**DOCUMENT**
4 free nights 7 ways: How to use the Boundless welcome offer


With over 9,000 hotels across the globe, Marriott Bonvoy offers no shortage of options if you’re a fan of the program.

If you’re in the process of planning your next vacation, the Marriott Bonvoy Boundless® Credit Card (see rates and fees) has an offer available that can help get you there: New cardholders can earn three free night awards* after spending $3,000 on purchases in the first three months from account opening. Plus, they’ll earn an additional free night award* after spending a total of $4,000 on purchases in the first four months from account opening, and they can earn up to $100 in statement credits (up to $50 biannually) after spending $500 on eligible airline purchases.

Based on TPG’s April 2026 valuations, this welcome offer is worth up to $1,600.

If you’re looking for ideas for how to use the free nights in this card’s welcome offer, here are some trip ideas from our staff at TPG.

*Free night awards are valued at up to 50,000 points each. Certain hotels have resort fees.

A sentimental stay in Santa Fe, New Mexico

I’d love to get back to La Posada de Santa Fe, A Tribute Portfolio Resort & Spa, where I got married in 2022.

La Posada de Santa Fe room
LA POSADA DE SANTA FE, A TRIBUTE PORTFOLIO RESORT & SPA/FACEBOOK

It’s just steps away from Santa Fe’s top sights, shops and restaurants. I’ve never visited New Mexico in October, but it’s supposed to be beautiful that time of year.

There are several nights available for less than 50,000 points or close enough to the threshold that I could use points to top up the free night awards.

— Carly Helfand, director of content strategy

Reward your inbox with the TPG Daily newsletter

Join over 700,000 readers for breaking news, in-depth guides and exclusive deals from TPG’s experts

Cash prices for a four-night stay start at about $1,200.

Related: 11 of the best last-minute summer getaways

A repeat visit to the Maldives

I’d use it for four nights at Le Meridien Maldives Resort & Spa, which offers award nights for around 50,000 points per night during select seasons (such as this September).

**TASKS**
**A.** In the article on the Boundless welcome offer, how much must new cardholders spend on purchases in the first three months to earn three free night awards?
**B.** Extend the article on the Boundless welcome offer past its last sentence, continuing the Maldives trip idea.

**DATA EXTRACT**

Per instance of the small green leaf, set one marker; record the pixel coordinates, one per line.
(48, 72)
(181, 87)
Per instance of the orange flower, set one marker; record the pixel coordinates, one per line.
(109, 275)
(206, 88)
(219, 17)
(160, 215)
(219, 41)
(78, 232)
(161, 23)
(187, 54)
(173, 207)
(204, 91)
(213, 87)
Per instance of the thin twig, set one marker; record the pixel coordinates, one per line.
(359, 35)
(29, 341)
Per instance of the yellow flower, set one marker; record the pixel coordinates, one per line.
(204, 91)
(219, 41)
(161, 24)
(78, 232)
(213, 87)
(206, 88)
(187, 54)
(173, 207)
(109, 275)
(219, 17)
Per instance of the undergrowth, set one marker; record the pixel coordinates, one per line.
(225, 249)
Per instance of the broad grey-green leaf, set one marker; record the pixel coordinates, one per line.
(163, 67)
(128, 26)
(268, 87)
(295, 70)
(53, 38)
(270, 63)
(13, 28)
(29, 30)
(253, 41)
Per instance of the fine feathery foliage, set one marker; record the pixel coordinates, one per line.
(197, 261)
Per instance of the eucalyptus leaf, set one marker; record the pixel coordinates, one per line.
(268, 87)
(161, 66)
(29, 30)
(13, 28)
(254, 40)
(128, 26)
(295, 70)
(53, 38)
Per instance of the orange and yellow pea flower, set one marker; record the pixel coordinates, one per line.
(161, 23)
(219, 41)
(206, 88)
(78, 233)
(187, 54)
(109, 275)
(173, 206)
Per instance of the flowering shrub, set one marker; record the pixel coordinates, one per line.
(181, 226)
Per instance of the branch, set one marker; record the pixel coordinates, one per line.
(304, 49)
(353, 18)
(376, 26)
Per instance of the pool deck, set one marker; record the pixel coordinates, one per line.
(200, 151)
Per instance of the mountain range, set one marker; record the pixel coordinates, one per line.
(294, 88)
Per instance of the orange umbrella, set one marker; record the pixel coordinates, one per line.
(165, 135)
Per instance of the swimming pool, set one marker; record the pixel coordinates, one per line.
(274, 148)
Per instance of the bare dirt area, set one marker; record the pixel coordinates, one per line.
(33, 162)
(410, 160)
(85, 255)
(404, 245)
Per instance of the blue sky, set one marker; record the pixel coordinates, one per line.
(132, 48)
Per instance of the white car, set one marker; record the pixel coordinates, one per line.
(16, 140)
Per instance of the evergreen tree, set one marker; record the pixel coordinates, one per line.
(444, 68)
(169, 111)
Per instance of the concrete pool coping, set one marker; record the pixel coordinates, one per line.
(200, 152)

--

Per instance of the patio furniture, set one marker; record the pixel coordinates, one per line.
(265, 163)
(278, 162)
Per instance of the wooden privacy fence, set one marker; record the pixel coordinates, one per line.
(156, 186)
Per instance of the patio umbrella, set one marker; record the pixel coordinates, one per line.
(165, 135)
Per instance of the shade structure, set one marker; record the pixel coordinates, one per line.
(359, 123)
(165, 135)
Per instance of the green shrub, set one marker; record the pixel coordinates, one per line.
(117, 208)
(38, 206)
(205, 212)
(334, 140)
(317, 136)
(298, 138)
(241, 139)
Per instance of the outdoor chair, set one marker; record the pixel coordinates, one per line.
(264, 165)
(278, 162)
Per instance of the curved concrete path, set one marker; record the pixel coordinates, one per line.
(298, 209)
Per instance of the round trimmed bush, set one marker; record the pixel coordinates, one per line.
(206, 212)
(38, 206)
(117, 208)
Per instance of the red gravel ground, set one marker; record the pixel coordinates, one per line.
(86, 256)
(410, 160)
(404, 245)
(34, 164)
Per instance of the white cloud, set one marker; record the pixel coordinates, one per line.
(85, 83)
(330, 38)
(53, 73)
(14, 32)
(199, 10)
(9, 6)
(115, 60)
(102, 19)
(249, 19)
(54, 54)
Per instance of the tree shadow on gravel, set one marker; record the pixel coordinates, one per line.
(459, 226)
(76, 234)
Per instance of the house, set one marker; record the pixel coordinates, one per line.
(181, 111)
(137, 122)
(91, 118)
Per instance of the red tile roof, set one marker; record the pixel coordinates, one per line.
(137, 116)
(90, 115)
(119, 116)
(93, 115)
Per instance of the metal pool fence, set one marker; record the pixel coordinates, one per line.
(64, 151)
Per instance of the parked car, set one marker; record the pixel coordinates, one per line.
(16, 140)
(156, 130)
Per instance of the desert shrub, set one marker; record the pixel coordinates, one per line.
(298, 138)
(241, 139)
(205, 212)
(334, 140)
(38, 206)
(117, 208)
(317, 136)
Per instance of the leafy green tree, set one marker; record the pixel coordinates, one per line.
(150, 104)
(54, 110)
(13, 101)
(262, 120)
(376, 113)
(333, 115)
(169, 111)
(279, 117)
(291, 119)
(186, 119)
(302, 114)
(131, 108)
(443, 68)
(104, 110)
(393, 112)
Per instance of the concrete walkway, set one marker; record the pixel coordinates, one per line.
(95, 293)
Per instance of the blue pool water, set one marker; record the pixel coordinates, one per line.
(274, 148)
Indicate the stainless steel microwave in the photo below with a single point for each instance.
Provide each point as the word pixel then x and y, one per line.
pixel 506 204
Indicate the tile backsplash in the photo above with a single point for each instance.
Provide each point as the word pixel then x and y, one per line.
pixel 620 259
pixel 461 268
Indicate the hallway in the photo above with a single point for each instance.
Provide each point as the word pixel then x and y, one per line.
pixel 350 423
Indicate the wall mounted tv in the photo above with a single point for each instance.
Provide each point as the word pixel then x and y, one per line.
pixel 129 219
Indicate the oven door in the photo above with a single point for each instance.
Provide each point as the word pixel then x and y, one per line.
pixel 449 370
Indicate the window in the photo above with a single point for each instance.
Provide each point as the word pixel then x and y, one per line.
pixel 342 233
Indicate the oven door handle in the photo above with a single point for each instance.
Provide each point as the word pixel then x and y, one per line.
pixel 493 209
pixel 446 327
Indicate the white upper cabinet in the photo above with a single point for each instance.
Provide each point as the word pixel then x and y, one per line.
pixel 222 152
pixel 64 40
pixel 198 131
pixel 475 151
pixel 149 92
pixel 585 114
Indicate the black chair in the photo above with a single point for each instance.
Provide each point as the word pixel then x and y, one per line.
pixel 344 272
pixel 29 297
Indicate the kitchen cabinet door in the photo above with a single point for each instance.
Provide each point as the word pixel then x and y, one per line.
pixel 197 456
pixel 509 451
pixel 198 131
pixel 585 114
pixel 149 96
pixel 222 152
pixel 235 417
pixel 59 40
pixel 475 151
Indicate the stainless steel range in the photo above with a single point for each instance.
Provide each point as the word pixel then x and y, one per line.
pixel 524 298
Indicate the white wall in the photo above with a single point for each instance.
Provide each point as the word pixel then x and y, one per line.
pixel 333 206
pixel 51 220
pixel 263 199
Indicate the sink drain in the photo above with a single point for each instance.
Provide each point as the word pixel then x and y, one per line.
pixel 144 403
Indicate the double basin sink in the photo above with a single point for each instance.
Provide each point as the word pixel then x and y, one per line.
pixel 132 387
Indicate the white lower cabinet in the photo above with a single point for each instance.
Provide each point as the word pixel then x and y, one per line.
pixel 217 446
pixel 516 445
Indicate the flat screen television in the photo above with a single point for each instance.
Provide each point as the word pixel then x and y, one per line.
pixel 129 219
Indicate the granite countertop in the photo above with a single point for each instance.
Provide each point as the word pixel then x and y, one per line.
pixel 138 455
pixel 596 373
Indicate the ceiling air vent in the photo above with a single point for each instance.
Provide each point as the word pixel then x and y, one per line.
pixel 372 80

--

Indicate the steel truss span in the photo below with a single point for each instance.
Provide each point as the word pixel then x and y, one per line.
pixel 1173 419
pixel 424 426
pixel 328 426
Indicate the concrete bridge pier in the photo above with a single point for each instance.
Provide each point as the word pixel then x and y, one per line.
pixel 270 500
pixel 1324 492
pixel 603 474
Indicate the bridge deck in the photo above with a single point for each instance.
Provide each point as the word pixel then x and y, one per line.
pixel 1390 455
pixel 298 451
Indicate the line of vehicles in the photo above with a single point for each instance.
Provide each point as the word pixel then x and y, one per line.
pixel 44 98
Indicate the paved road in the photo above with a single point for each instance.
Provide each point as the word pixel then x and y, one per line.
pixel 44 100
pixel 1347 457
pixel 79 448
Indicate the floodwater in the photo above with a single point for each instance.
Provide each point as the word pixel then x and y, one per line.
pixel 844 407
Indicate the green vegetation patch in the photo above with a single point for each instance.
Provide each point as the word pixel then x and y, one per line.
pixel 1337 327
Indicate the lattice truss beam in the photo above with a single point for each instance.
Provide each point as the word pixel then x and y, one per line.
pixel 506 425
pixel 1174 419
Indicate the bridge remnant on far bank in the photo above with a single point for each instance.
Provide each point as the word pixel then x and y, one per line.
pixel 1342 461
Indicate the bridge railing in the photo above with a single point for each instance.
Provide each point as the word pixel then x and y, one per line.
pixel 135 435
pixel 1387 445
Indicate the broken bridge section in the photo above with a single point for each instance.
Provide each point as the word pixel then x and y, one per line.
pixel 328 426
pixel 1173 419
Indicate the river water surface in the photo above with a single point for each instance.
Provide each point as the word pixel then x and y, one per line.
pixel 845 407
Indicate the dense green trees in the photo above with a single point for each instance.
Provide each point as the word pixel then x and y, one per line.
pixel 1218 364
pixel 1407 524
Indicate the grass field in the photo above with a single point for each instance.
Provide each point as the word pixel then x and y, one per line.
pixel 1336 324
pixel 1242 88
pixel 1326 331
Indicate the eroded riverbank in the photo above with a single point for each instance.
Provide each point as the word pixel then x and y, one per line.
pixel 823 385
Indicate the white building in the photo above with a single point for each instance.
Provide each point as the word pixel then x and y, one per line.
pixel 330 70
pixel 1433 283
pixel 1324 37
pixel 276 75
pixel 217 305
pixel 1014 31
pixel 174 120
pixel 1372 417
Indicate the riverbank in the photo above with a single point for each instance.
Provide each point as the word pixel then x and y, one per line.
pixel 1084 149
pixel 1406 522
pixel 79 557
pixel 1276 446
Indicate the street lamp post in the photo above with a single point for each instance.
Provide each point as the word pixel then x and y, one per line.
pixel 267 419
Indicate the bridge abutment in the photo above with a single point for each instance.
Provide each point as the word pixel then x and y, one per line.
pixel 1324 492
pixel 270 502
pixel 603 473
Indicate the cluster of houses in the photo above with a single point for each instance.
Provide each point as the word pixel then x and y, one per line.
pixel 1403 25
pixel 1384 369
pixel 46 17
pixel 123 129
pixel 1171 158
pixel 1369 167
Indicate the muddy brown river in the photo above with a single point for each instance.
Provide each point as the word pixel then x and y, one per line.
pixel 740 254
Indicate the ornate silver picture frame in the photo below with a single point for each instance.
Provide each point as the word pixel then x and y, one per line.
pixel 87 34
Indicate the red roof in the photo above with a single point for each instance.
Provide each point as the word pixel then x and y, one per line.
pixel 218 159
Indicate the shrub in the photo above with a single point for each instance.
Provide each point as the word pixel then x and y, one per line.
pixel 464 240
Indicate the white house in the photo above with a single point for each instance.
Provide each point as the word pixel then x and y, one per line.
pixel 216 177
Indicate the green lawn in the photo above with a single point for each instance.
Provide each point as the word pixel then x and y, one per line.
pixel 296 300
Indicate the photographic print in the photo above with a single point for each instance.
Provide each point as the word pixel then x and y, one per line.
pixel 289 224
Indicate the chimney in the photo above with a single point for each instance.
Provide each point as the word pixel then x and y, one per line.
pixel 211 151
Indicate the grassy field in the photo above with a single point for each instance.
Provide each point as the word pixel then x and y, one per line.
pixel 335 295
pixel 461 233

**THE REPLIES**
**A.** $3,000.

**B.**
Marriott Le Meridien Maldives
Le Meridien Maldives Resort & Spa. KATIE GENTER/THE POINTS GUY

Four nights is long enough to enjoy the resort — or you could perhaps redeem points for an additional night (and use the stay for five, pay for four perk) to extend your trip.

— Katie Genter, lead points and miles writer

Cash prices for a four-night stay start at about $1,100.

Related: 34 Maldives resorts you can book with points and miles

A vacation in Valencia, Spain

I’d stay at the Grand Hotel Centenari, Valencia, Autograph Collection. It’s the city’s first Autograph Collection property, opening its doors just last year.

The Centenari is a boutique hotel with fewer than 60 rooms and is situated within the historic Telefonica building. The photos show a blend of 1920s art deco design and contemporary luxury finishes.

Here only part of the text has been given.